══ Dataset entries ══

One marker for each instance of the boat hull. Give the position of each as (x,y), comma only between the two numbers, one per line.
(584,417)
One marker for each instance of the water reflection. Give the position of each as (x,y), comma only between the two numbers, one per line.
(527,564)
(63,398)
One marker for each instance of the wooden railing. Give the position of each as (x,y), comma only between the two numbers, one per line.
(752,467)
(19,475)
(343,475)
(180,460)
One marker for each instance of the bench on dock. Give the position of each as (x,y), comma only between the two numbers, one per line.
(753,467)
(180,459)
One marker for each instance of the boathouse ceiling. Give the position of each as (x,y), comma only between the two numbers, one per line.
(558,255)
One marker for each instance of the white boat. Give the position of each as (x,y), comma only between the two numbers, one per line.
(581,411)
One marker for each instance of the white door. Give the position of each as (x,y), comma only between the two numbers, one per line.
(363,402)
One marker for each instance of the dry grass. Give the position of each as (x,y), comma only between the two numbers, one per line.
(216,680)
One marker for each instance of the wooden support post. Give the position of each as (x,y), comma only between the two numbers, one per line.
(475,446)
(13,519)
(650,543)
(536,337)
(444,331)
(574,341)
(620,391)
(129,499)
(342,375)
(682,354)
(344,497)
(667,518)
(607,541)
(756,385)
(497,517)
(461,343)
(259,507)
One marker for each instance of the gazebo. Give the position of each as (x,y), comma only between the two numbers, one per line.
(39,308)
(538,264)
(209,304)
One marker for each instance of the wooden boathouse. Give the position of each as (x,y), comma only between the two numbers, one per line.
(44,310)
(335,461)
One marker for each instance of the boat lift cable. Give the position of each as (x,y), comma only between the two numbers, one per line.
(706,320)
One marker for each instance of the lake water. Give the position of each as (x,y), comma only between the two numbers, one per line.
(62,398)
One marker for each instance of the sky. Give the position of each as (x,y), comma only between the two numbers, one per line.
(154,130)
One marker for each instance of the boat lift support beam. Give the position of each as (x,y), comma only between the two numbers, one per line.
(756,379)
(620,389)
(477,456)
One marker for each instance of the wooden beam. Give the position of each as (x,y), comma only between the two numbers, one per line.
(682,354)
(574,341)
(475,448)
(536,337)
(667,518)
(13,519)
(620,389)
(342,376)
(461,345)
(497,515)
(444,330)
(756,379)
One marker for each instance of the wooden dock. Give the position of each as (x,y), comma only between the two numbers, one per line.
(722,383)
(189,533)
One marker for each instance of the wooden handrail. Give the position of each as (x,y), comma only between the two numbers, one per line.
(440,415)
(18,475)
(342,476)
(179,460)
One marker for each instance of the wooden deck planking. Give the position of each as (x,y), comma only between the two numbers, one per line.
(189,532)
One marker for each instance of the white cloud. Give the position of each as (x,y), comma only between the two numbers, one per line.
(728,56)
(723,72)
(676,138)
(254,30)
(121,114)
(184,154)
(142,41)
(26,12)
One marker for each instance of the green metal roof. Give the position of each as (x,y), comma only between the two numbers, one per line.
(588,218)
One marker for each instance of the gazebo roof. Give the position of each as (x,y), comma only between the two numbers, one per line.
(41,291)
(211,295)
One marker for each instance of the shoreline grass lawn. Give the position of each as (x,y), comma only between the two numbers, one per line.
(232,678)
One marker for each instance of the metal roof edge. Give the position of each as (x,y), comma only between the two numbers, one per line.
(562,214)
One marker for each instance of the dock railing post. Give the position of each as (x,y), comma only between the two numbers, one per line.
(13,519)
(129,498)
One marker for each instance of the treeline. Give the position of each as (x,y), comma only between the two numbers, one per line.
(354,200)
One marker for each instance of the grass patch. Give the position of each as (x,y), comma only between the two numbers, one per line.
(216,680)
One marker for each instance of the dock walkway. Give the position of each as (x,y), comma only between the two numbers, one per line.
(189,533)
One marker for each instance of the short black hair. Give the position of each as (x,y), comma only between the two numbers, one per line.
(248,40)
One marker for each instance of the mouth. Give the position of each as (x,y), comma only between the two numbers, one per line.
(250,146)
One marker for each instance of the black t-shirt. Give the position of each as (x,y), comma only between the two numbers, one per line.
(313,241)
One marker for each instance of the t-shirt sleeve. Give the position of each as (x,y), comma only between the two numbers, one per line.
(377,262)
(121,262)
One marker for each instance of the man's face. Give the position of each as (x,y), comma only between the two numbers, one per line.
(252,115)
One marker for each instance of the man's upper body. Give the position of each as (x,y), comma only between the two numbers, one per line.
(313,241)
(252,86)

═══

__Task to carry out__
Nothing outside the span should appear: transcribe the lines from the one containing "One marker for each instance of the green" through the last line of the records.

__Output below__
One marker for each instance of the green metal roof. Give the position of each as (x,y), comma only between the two numbers, one per line.
(588,218)
One marker for each instance of the gazebo roof. Give the position of each as (x,y), comma only between the two numbers, one per line.
(41,291)
(211,295)
One marker for each instance of the shoreline grass lawn. Give the position of each as (x,y), comma only between the two numbers, one per line.
(232,678)
One marker for each instance of the metal roof edge. Give the position of each as (x,y), comma only between the two numbers, one per line.
(562,214)
One marker for each instance of the dock railing post. Give the position of each as (x,y), comma only between the two numbers, one per line.
(13,519)
(129,498)
One marker for each instance of the treeline. Give the position of each as (x,y), comma only between the two numbers, one per line.
(354,200)
One marker for each instance of the grass patch. Give the position of each as (x,y), comma only between the two numbers, one per line.
(216,680)
One marker for each instance of the dock walkway. Give the position of each as (x,y), comma only between the two numbers, one per line.
(189,533)
One marker for each instance of the short black hair. Give the position of each as (x,y), comma only between the two numbers, one per line.
(248,40)
One marker for each instance of the mouth. Give the position of each as (x,y), comma only between the two numbers, one per line.
(250,146)
One marker for each instance of the black t-shirt. Give the position of each as (x,y), comma only between the two numbers, one per line.
(313,241)
One marker for each instance of the t-shirt sleeve. Give the position of each as (x,y), comma only between the two numbers, one per line.
(377,262)
(121,262)
One marker for each instance of the man's face. Give the position of each as (x,y), comma only between the two numbers, one per line.
(252,115)
One marker for each instance of the man's upper body. Give the position of each as (x,y), comma only between the two numbers, one per line.
(313,241)
(252,86)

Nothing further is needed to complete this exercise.